When I rinse my horse off after exercise when I have finished washing I scrape her as if she than goes in her stable or field and rolls she ends up filthy which defeats the reason of washing off.


----------



## Ambers Echo (11 July 2018)

The advice in Beijing was to hose till cool. Any warm water next to the body is displaced by fresh cool water. When you have finished hosing it makes no difference to further cooling whether you scrape or not. There are other reasons to scrape but it does not cool the horse better. This was advice in a hot, humid country. In a hot dry country leaving water on is helpful as the evaporation of the water cools the horse so allegedly pro endurance riders in gulf countries never scrape. Either way scraping is  never necessary for cooling though you may do it for other reasons of course. But at least my kids know the pony club take on  it and can pass pc tests! I wonder how many other old wives tales are passed on as fact  and even tested in exams. I don't agree with ignoring new evidence. If knowledge has moved on then that should be embraced. Or we would all still think the earth was flat!

# EXERCISE DATA:

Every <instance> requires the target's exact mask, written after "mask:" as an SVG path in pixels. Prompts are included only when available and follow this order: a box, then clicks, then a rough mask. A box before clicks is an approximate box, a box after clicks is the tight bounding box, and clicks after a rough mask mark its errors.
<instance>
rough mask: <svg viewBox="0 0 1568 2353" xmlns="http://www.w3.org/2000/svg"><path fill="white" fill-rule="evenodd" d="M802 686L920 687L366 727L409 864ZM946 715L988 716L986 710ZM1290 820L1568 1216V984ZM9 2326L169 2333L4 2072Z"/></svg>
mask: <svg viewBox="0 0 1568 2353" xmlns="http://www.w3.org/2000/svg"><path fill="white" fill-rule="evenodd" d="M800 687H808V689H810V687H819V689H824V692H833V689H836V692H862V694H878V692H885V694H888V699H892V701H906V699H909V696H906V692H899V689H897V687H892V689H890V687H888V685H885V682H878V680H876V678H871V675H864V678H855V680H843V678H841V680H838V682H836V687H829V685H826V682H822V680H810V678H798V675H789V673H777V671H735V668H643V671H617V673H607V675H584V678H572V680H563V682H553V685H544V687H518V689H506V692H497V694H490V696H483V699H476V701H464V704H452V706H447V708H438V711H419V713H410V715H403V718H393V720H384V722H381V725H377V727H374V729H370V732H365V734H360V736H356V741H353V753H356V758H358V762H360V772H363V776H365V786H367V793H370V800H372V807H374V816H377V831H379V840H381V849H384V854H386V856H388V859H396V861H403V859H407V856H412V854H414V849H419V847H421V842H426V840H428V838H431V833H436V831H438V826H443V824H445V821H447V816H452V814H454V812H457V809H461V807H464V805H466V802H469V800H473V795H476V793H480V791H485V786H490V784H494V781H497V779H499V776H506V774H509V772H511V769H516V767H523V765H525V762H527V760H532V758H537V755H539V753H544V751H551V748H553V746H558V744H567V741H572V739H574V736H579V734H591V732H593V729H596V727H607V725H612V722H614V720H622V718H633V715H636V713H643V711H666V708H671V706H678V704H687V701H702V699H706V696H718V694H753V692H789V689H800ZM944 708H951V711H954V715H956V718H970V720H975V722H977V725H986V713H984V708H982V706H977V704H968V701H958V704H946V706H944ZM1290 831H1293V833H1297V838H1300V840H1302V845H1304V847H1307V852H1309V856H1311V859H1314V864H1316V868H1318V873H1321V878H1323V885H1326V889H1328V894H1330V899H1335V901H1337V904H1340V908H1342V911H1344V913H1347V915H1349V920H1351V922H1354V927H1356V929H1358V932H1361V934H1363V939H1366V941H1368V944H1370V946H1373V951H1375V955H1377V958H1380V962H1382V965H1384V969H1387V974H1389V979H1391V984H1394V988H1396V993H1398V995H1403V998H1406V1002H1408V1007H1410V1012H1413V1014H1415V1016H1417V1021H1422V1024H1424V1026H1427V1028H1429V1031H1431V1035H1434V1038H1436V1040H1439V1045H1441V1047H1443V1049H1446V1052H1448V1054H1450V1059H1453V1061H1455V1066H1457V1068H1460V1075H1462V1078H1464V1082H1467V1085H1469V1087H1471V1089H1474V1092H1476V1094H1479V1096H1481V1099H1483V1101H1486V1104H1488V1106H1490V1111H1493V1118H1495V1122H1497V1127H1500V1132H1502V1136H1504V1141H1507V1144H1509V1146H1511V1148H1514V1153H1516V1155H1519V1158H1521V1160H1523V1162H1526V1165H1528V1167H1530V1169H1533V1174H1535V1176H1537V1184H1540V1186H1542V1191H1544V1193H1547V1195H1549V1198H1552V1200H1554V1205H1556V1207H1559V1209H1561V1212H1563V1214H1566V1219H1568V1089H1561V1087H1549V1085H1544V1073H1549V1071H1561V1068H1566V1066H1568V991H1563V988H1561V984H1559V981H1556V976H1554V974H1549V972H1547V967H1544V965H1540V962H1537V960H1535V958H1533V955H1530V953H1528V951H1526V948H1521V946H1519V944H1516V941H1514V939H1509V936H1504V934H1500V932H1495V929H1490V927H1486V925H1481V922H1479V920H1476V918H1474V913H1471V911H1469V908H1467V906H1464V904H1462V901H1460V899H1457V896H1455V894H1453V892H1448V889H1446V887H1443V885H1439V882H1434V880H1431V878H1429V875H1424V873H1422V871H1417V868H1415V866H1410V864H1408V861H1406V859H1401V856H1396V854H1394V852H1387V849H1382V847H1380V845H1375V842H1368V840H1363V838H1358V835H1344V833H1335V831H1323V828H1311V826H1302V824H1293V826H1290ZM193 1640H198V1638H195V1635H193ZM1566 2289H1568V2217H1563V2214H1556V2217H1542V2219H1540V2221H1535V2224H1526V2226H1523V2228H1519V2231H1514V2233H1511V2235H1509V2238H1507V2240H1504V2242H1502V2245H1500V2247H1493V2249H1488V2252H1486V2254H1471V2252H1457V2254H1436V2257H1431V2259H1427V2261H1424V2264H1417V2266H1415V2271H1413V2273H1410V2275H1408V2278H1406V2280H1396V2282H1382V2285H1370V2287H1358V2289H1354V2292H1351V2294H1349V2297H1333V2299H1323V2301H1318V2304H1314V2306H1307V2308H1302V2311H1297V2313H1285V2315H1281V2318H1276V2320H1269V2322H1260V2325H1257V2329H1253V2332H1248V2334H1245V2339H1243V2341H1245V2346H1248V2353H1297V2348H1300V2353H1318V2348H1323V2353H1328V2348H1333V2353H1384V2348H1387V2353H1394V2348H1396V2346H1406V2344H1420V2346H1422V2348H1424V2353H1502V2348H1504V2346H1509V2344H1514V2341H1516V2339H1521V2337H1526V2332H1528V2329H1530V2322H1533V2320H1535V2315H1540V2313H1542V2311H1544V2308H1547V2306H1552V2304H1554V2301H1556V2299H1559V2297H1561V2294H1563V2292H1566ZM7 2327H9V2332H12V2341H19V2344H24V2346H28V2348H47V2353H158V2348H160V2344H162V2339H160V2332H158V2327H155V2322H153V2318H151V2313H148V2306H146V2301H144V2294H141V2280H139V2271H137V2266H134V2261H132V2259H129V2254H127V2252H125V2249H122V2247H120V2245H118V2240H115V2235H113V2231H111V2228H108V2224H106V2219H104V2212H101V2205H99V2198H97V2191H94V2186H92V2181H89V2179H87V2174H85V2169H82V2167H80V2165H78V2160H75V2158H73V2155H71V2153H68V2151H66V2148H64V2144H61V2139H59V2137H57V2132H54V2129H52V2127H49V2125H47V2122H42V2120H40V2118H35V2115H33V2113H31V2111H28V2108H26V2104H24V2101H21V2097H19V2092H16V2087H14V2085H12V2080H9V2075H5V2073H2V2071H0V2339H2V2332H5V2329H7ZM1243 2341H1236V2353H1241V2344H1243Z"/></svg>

# REQUIRED TASKS:
1. Render this sentence from the forum thread on hosing horses into Spanish: "Any warm water next to the body is displaced by fresh cool water."
2. From the forum thread on hosing horses, quote the passage starting at "When I rinse" and ending at "(11 July 2018)".
3. Carry the forum thread on hosing and scraping horses forward past its final sentence.

# RESULTS OF THE TASKS:
1. Cualquier agua tibia junto al cuerpo es desplazada por agua fresca y fría.

2.
When I rinse my horse off after exercise when I have finished washing I scrape her as if she than goes in her stable or field and rolls she ends up filthy which defeats the reason of washing off.


----------



## Ambers Echo (11 July 2018)

3.
----------



## Ambers Echo (11 July 2018)

ETA I am not disputing that some research has found scraping to be better though it would be interesting to see the actual research. Apparently some vets had a pre Atlanta conference and discussed this but I can't f8nd any citations. What I object to is the way it is presented as absolute fact. And the fear of God was put into the kids! YOU MUST SCRAPE OR YOU WILL COOK YOUR HORSE!


----------



## ihatework (11 July 2018)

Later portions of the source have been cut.